> [REQUIREMENT]:
Copy the items from the line containing "black accent wall" through the line containing "[163,106,174,315]", both included, shifting every bounding box coordinate by 16. Leave the request lines unchanged.

>> Begin STORED RECORDS

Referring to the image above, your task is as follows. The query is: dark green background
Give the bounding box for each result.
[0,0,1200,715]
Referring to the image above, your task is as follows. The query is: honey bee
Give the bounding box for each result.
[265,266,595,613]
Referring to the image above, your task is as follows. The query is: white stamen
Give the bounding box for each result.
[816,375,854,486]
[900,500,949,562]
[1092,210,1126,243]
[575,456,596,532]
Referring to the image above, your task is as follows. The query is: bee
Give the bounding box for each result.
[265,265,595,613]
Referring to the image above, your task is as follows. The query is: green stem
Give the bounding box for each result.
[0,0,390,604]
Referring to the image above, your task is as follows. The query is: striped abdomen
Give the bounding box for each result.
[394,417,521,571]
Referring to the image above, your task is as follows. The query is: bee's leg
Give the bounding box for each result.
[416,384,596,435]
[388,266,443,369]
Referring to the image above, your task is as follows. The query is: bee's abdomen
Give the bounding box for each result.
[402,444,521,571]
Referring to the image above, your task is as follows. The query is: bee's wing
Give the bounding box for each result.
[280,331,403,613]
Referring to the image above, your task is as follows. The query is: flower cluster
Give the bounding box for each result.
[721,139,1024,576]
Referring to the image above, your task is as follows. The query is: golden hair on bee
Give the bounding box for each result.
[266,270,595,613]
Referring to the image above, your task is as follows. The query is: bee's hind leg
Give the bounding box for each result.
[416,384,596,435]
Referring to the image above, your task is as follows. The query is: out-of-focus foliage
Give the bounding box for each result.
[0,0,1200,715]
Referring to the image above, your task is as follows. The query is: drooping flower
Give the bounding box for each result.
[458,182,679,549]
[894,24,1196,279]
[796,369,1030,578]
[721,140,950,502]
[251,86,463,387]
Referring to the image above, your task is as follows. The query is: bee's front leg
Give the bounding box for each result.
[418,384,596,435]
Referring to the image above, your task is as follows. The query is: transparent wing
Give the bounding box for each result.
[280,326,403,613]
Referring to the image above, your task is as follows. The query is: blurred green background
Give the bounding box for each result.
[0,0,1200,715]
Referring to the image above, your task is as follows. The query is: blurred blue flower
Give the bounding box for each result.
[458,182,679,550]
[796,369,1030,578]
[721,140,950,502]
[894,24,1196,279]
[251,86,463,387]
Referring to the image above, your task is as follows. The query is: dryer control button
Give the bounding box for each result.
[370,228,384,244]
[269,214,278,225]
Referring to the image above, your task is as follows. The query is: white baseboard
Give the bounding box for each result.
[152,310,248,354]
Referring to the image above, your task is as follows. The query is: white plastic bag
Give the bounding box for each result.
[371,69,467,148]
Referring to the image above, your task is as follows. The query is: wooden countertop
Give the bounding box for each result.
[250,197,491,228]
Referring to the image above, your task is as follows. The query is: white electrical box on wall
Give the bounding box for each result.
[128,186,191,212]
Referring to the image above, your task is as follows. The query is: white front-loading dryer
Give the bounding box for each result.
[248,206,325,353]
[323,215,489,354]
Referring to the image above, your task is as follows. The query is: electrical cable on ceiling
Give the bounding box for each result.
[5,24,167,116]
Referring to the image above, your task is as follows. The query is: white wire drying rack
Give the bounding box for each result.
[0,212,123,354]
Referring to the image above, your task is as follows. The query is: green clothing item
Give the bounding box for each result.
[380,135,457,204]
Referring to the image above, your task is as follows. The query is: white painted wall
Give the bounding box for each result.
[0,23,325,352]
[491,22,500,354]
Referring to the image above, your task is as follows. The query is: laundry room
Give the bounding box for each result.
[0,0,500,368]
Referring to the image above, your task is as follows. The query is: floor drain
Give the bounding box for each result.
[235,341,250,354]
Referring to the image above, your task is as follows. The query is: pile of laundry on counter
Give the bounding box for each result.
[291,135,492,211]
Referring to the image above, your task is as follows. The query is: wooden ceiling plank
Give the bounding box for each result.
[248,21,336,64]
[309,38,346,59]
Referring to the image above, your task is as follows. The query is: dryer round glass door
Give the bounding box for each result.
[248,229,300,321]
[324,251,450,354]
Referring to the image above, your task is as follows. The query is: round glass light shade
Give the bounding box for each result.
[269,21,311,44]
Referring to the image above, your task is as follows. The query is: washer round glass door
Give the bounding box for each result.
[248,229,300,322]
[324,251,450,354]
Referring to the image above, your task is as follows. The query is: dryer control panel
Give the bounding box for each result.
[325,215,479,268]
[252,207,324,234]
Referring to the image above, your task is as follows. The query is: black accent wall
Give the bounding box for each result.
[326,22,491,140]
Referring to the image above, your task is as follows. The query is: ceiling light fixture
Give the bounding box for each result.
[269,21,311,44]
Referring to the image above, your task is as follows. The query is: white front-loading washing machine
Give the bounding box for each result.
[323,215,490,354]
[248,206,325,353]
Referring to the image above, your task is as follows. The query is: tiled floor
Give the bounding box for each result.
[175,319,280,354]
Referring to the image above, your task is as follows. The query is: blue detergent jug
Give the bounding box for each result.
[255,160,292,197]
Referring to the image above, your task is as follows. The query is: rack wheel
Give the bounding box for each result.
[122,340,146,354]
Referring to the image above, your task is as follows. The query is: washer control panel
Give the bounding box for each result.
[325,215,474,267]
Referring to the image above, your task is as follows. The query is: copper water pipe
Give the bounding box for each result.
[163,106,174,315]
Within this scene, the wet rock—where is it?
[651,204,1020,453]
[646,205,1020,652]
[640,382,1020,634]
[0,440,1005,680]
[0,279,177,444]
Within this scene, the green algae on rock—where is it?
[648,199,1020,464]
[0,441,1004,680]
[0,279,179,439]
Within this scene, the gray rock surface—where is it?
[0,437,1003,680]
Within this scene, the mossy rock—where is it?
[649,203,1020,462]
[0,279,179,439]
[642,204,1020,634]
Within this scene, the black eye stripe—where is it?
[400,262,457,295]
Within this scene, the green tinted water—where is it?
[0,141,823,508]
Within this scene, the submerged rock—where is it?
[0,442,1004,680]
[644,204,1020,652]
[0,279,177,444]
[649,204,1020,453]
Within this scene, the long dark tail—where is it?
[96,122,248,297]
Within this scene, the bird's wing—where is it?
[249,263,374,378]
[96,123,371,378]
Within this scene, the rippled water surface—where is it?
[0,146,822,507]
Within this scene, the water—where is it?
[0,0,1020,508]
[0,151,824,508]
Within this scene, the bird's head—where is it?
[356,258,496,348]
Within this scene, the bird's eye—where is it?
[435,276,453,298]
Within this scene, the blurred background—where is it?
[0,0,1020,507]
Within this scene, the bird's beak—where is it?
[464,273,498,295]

>> End STORED RECORDS

> [EXERCISE OUTPUT]:
Referring to the image above, your task is as follows. The query is: black accent wall
Give the bounding box for each result.
[342,38,507,156]
Referring to the image above, your task is as follows. The query is: ceiling light fixture
Give the bounding box for each result.
[285,37,327,60]
Referring to the image above, your task is as follows. The query is: white front-loading washing machine
Give the bounding box for each result.
[339,231,506,370]
[264,222,341,369]
Referring to the image above, your task is as follows. The query is: tiled floor
Give the bounding box for each result.
[191,335,296,370]
Referring to the image above, your task is as follows. The query is: blue detergent jug
Give the bounding box for each result.
[271,176,308,213]
Referring to the image above, your task is as follows. The query is: rack wheel
Give the bounding box for each result.
[138,356,162,370]
Referring to the image above, your task is as follows. The query is: washer control panel
Give the bounding box for each result.
[341,231,490,283]
Referring to the image above, your task is as follows. The query is: copper water pipe
Give the bounding box for each result.
[179,122,190,331]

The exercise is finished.